● Provided data
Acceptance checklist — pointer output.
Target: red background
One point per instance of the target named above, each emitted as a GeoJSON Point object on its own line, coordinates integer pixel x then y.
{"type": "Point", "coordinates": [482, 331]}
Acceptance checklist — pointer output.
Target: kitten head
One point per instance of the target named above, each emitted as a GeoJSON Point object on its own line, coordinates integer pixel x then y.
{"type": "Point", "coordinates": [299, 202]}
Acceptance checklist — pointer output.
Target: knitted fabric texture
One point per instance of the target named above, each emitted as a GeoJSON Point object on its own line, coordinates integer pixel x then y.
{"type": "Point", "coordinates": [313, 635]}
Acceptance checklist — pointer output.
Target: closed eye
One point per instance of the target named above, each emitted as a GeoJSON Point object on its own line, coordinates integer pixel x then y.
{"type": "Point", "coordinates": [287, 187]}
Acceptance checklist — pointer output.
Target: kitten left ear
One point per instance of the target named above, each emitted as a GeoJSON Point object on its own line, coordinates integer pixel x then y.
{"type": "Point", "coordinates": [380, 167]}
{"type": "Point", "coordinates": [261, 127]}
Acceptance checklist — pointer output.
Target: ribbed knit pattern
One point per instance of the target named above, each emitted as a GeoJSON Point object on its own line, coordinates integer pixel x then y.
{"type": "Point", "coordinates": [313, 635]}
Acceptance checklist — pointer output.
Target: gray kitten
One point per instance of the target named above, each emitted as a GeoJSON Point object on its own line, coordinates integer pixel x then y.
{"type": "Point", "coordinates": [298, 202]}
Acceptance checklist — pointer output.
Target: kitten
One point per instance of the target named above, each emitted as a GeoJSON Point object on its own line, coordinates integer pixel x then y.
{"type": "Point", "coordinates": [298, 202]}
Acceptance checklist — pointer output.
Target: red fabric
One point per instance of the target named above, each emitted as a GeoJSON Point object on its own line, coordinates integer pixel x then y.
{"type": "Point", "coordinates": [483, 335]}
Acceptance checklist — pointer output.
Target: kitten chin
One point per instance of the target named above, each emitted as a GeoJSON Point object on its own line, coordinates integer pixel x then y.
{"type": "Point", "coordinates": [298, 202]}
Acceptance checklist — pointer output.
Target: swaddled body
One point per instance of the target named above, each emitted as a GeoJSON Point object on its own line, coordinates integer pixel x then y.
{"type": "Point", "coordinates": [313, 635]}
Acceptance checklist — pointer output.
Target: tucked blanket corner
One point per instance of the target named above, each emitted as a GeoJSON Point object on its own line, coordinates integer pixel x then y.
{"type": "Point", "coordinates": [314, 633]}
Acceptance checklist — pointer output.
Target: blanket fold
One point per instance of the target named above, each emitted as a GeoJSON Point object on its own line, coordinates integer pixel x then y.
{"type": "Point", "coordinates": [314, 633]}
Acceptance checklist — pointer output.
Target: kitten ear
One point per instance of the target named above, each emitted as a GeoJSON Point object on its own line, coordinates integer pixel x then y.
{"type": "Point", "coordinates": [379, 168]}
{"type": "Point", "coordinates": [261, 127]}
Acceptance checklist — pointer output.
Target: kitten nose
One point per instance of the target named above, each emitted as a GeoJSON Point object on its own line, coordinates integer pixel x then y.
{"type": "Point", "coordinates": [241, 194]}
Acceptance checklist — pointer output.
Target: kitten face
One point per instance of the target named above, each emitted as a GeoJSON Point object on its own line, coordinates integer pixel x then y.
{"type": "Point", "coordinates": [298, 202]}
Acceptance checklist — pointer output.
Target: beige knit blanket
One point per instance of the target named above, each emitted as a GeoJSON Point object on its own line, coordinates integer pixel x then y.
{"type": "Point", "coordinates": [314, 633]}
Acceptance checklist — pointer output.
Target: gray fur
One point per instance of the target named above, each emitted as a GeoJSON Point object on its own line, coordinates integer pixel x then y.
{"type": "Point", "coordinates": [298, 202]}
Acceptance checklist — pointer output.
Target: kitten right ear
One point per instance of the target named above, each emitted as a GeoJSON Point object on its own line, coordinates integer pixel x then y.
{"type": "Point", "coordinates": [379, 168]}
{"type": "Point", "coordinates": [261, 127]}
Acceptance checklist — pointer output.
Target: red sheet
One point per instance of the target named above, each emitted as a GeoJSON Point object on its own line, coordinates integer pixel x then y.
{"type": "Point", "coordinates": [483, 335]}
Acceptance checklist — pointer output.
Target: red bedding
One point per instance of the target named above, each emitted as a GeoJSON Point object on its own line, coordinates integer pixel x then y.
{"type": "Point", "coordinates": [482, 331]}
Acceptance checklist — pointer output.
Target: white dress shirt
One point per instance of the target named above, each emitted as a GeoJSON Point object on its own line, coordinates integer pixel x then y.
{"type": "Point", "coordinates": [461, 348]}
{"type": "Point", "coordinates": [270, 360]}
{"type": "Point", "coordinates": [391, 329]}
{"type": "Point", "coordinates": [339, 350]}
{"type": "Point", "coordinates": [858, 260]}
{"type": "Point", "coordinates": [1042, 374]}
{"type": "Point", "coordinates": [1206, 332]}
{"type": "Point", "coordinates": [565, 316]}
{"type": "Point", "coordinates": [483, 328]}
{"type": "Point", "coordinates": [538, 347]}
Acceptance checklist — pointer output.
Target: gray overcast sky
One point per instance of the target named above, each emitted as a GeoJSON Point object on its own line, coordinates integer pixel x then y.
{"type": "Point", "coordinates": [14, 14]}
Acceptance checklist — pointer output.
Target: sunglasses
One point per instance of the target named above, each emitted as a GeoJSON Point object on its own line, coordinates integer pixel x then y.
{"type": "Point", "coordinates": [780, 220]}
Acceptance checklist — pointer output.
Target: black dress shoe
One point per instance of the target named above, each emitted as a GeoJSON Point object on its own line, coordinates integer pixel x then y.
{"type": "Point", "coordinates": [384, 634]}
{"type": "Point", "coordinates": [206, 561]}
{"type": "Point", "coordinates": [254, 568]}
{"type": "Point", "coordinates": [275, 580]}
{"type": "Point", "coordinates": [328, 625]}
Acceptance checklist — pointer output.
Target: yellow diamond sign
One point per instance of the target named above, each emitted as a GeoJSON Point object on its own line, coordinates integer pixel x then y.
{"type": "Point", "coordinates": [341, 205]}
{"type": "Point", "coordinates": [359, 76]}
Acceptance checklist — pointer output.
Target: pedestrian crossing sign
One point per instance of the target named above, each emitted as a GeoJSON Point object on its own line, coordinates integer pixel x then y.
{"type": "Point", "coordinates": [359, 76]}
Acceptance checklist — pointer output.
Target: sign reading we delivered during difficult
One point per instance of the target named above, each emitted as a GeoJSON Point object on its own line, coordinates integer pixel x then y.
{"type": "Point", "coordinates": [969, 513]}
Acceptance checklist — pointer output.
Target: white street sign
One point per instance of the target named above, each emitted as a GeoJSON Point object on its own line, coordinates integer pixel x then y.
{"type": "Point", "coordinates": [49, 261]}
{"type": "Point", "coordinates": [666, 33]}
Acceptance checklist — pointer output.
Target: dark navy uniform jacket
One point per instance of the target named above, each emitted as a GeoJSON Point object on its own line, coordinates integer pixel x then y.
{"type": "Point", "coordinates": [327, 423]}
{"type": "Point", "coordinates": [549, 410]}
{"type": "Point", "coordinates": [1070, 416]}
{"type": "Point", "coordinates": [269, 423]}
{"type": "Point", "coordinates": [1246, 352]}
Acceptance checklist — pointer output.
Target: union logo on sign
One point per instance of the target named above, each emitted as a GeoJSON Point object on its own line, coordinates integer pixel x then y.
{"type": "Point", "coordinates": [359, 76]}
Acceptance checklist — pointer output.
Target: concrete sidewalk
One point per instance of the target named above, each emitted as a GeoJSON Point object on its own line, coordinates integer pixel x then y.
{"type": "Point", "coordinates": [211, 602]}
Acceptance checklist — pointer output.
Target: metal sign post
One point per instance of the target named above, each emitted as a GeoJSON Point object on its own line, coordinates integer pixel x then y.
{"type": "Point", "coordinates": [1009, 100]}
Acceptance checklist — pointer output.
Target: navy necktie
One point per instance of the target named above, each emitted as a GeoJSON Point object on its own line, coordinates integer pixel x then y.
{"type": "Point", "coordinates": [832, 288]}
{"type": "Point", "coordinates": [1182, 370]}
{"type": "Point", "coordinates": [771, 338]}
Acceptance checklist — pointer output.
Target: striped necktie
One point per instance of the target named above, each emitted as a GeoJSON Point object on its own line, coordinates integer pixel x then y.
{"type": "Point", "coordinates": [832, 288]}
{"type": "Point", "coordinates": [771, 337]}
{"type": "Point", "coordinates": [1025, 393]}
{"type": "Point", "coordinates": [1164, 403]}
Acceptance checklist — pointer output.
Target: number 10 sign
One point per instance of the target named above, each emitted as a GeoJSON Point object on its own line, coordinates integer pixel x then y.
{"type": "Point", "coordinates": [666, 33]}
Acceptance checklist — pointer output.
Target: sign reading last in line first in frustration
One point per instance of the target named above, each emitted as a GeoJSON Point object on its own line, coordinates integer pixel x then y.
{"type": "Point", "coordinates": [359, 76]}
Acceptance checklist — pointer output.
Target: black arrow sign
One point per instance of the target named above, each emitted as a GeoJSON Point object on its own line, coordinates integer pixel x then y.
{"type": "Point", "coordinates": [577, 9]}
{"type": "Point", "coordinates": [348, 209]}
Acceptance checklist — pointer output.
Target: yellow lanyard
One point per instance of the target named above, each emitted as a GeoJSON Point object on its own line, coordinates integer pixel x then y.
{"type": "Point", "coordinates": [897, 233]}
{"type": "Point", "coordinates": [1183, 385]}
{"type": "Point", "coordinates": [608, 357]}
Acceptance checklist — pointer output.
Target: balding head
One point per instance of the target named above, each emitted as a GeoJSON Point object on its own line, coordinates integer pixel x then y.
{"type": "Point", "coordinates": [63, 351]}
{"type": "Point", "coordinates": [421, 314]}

● Assignment
Look over the material above and show each line where "gray" appears.

● Written solution
Target: gray kitten
Target: gray fur
Target: gray overcast sky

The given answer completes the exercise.